(Rows from a box-labeling dataset)
━━━━

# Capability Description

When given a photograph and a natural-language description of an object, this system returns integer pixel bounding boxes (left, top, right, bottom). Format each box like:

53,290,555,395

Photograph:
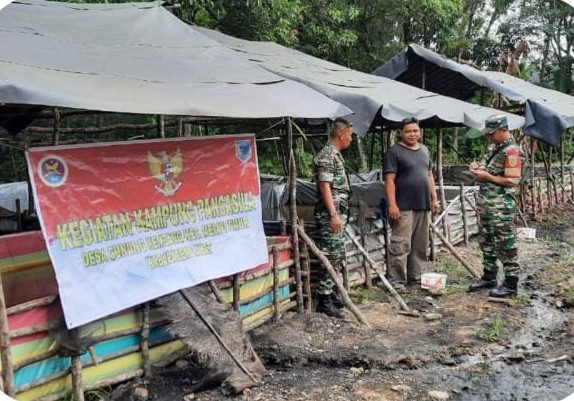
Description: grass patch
560,288,574,304
542,255,574,284
515,293,530,307
476,316,503,342
351,287,388,304
84,388,111,401
446,281,468,295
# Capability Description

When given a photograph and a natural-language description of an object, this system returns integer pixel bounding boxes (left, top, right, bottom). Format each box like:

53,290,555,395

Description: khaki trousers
387,210,430,282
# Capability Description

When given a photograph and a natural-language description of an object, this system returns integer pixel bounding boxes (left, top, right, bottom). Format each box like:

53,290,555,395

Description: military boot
488,276,518,298
468,271,498,292
317,294,343,319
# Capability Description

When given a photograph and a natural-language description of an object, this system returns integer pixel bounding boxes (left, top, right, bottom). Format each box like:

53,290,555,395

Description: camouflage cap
482,114,508,135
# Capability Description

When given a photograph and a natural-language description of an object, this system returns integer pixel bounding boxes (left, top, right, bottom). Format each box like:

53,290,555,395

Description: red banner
27,135,267,327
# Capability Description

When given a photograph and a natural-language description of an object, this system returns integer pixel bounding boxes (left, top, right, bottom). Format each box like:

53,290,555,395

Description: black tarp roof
373,44,574,146
0,0,351,129
196,27,524,136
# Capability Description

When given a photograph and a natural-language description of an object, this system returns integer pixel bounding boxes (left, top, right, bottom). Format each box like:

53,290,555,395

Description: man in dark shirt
383,117,440,287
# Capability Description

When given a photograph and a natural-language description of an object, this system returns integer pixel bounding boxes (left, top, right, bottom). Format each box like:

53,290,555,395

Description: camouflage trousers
479,208,519,277
315,205,348,295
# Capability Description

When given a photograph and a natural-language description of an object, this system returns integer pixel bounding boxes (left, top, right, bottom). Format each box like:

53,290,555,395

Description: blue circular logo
38,155,68,187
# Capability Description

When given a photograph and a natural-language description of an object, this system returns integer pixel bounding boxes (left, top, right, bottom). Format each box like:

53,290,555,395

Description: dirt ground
110,205,574,401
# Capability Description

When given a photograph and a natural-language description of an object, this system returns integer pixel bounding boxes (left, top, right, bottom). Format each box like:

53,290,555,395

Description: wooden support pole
431,224,480,278
157,114,165,138
271,246,281,321
287,117,304,313
294,224,371,329
341,249,351,292
207,280,225,304
460,183,469,246
436,128,450,239
232,273,241,312
0,274,16,398
536,177,544,213
16,199,23,232
345,230,410,312
301,238,313,312
140,302,151,378
52,107,61,146
72,355,84,401
530,141,538,217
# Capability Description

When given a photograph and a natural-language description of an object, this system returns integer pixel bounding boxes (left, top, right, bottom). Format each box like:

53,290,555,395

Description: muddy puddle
417,298,574,401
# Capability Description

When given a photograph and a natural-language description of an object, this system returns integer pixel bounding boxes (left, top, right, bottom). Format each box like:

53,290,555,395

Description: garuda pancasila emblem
147,148,183,196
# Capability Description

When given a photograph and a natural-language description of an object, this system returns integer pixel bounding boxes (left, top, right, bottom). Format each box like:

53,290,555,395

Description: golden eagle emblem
147,148,183,196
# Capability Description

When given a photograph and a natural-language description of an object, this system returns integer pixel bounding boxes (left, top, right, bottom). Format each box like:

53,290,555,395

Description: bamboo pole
431,224,479,278
361,228,373,288
341,250,351,292
233,273,241,312
460,183,469,246
52,107,61,146
530,137,537,217
436,128,450,239
301,221,313,312
294,224,371,329
207,280,225,304
271,247,280,321
345,230,410,312
16,199,22,232
6,295,57,316
287,117,304,313
72,354,84,401
140,302,151,379
537,177,545,214
157,114,165,138
0,274,16,397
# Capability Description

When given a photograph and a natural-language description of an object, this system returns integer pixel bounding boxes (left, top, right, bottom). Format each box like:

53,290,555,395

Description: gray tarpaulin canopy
195,27,524,136
373,44,574,145
0,0,351,128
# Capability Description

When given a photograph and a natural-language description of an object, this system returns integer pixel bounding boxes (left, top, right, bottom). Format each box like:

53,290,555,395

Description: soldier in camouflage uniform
314,118,353,317
469,115,523,298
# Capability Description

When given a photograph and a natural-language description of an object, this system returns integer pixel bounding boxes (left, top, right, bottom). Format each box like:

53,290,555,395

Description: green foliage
435,259,468,284
351,287,388,304
476,316,504,342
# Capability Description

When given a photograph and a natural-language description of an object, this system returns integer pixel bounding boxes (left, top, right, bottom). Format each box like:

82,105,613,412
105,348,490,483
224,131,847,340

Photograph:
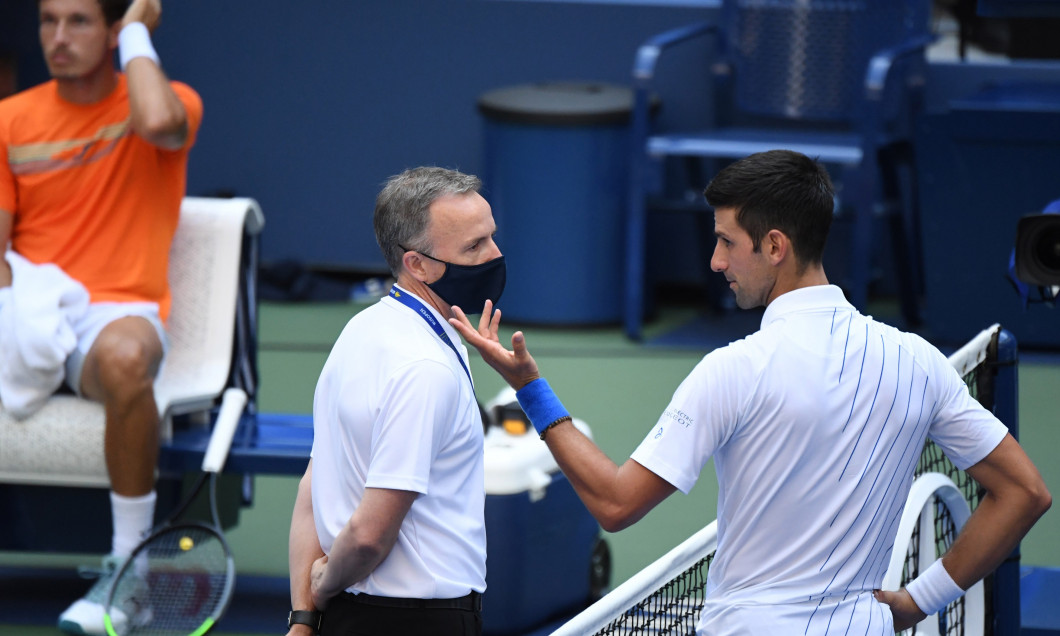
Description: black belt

━━━━

**Exercise objective**
Recast the stretch from the start of the material through the line that contains "84,388,111,401" as a numbered list, dropping blank lines. Leave the pictures out of the answer.

**Task solution**
1. # Capability Description
2. When given a photograph and a natural-language description of an object, this system returns integer pixel bounding boxes (left, top, right, bottom). Format each box like:
3. 53,290,555,395
4. Photograph:
5. Description: grass patch
6. 560,288,574,304
7. 542,255,574,284
8. 515,293,530,307
9. 476,316,503,342
10. 351,287,388,304
11. 84,388,111,401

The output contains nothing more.